#### [Records for this exercise]

^^^^^^^^

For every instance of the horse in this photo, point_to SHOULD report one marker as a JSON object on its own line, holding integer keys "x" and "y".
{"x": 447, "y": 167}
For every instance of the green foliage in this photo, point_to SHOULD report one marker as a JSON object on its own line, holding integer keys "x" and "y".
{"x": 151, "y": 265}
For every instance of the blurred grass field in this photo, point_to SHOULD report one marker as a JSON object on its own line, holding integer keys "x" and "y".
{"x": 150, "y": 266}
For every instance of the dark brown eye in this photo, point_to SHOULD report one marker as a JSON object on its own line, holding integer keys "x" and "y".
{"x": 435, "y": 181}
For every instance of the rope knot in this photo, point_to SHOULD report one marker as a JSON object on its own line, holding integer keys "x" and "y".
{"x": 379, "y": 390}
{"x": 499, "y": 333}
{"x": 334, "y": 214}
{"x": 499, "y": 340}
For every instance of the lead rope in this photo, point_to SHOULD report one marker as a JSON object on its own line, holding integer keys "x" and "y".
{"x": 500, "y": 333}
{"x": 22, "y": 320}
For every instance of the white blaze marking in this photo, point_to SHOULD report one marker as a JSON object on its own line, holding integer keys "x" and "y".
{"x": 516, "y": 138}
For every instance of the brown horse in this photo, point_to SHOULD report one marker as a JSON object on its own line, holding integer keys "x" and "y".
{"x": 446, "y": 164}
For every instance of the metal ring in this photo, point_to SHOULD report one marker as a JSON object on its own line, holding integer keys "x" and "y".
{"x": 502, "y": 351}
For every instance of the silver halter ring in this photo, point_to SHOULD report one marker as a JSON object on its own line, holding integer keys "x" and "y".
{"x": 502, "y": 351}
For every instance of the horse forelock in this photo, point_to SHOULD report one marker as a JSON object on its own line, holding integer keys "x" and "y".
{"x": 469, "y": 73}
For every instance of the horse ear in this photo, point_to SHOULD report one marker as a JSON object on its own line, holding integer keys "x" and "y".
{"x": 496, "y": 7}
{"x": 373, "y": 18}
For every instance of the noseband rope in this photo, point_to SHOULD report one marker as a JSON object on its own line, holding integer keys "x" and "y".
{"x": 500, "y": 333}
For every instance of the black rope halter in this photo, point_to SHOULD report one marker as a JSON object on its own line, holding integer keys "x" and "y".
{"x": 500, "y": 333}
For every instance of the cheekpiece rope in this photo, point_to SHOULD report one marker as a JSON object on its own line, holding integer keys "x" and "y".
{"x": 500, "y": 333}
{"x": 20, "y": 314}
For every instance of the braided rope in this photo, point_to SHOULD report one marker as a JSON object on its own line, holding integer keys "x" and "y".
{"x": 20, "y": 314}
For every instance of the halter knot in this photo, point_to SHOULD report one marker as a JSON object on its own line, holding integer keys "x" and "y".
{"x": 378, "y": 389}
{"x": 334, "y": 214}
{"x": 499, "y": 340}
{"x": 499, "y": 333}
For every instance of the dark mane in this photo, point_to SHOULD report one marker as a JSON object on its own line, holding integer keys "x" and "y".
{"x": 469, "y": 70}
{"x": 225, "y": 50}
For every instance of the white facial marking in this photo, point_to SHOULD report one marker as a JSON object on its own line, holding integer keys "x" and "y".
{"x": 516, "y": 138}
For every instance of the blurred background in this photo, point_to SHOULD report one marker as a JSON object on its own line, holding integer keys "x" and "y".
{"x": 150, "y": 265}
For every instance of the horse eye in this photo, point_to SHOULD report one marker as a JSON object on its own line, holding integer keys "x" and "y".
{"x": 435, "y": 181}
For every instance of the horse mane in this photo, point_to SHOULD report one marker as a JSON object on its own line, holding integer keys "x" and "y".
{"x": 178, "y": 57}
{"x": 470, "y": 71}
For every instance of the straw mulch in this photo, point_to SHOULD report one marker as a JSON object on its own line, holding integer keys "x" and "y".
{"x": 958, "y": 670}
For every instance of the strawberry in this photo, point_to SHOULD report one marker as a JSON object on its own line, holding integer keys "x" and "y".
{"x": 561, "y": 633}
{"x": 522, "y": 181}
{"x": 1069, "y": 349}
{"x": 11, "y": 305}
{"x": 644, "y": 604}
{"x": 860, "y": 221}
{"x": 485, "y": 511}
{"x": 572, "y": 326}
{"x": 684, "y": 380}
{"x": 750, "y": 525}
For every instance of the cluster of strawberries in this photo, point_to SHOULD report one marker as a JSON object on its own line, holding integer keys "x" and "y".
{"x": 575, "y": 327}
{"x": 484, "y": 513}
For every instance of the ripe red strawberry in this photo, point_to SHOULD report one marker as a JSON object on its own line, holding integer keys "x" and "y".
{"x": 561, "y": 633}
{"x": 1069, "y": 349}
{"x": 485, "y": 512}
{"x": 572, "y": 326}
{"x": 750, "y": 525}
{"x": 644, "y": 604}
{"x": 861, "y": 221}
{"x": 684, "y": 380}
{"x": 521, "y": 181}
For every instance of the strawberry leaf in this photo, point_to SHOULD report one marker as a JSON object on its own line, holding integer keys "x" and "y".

^^^^^^^^

#### [Your goal]
Quote all of the material above verbatim, from its first line through its last.

#### [Completed exercise]
For every instance of the horse in this photo, point_to SHOULD report one marker as a JSON object on its own line, holding integer keys "x" and "y".
{"x": 447, "y": 167}
For every instance of the green foliage in this photo, point_to SHOULD report one marker as a JSON object on its own line, holding integer keys "x" and "y".
{"x": 151, "y": 265}
For every instance of the blurred grass field in this photo, point_to SHOULD report one marker as a JSON object on its own line, holding integer keys "x" and "y".
{"x": 150, "y": 266}
For every instance of the dark brown eye in this photo, point_to SHOULD report one marker as a JSON object on its own line, holding integer keys "x" and "y".
{"x": 435, "y": 181}
For every instance of the rope knot in this photo, point_to SHOULD report one marker as a JSON object on its own line, holding integer keys "x" and "y".
{"x": 379, "y": 390}
{"x": 499, "y": 333}
{"x": 334, "y": 214}
{"x": 499, "y": 340}
For every instance of the lead rope in this photo, point_to SHOULD report one marker as a JSON object on its own line, holding integer keys "x" and "y".
{"x": 500, "y": 333}
{"x": 22, "y": 320}
For every instance of the white blaze marking in this photo, point_to SHOULD report one marker as a JSON object on its own line, holding integer keys "x" and "y".
{"x": 516, "y": 138}
For every instance of the brown horse in this photo, point_to SHOULD report one marker as a JSON object on its own line, holding integer keys "x" and "y".
{"x": 446, "y": 164}
For every instance of the metal ring in this photo, point_to SHOULD report one marker as a JSON object on its own line, holding integer keys "x" and "y".
{"x": 502, "y": 351}
For every instance of the silver halter ring in this photo, point_to SHOULD report one marker as a JSON object on its own line, holding integer keys "x" and "y".
{"x": 502, "y": 351}
For every instance of the horse forelock in this photo, point_to SHOULD report one marker as a JSON object on its own line, holding integer keys "x" and "y".
{"x": 469, "y": 73}
For every instance of the horse ear in this photo, point_to SHOULD report one marker as a JSON object on its own line, holding integer keys "x" and "y".
{"x": 496, "y": 7}
{"x": 373, "y": 18}
For every instance of the noseband rope in this photo, point_to SHOULD report one marker as a JSON object on its own line, holding integer keys "x" and "y".
{"x": 500, "y": 333}
For every instance of the black rope halter in this photo, point_to SHOULD report one marker as a JSON object on its own line, holding integer keys "x" and "y".
{"x": 500, "y": 333}
For every instance of the cheekpiece rope in this photo, point_to SHOULD report one marker as a JSON object on its own line, holding integer keys "x" and "y".
{"x": 500, "y": 333}
{"x": 20, "y": 314}
For every instance of the braided rope in this photo, point_to SHOULD report one marker as a JSON object on its own line, holding integer keys "x" and "y".
{"x": 20, "y": 314}
For every instance of the halter knot in this photo, point_to SHOULD report one marker as a JSON object on its own line, holding integer keys "x" and "y".
{"x": 378, "y": 389}
{"x": 334, "y": 214}
{"x": 499, "y": 340}
{"x": 499, "y": 333}
For every instance of the dark mane in this photo, point_to SHOULD report one marker as a JSON object on its own line, holding integer keys "x" and "y".
{"x": 469, "y": 70}
{"x": 225, "y": 50}
For every instance of the white facial marking in this photo, point_to SHOULD report one marker as a JSON object on its own line, holding integer keys "x" and "y".
{"x": 516, "y": 138}
For every instance of the blurred background in this photo, point_to SHOULD report one marker as a JSON object on its own line, holding integer keys "x" and "y".
{"x": 150, "y": 265}
For every instance of the horse eye in this photo, point_to SHOULD report one marker as a JSON object on its own line, holding integer keys "x" and "y".
{"x": 435, "y": 181}
For every instance of the horse mane in this photo, point_to SHOULD report one marker as a JSON object on its own line, holding integer keys "x" and "y".
{"x": 178, "y": 57}
{"x": 470, "y": 71}
For every instance of the straw mulch in this photo, point_to SHOULD report one marker as a JSON object on its own line, holding integer keys "x" and "y".
{"x": 958, "y": 670}
For every instance of the strawberry in this photo, point_to SHOULD report one marker as a JSON object on its own line, holding integer keys "x" and "y".
{"x": 561, "y": 633}
{"x": 522, "y": 181}
{"x": 1069, "y": 349}
{"x": 11, "y": 305}
{"x": 644, "y": 604}
{"x": 860, "y": 221}
{"x": 485, "y": 511}
{"x": 572, "y": 326}
{"x": 684, "y": 380}
{"x": 750, "y": 525}
For every instance of the cluster of strawberries in this photo, point_to SHOULD report one marker as a JSON object on its own line, holding integer keys "x" and "y".
{"x": 575, "y": 327}
{"x": 484, "y": 513}
For every instance of the ripe red strawberry in this photo, point_to SHOULD report one marker as a JSON object on its own line, holding integer keys "x" and "y".
{"x": 561, "y": 633}
{"x": 1069, "y": 349}
{"x": 485, "y": 512}
{"x": 572, "y": 326}
{"x": 750, "y": 525}
{"x": 644, "y": 604}
{"x": 861, "y": 221}
{"x": 684, "y": 380}
{"x": 521, "y": 181}
For every instance of the strawberry leaf in this photo, point_to SHOULD report one marker as a JSON object on its own line, holding integer keys "x" and "y".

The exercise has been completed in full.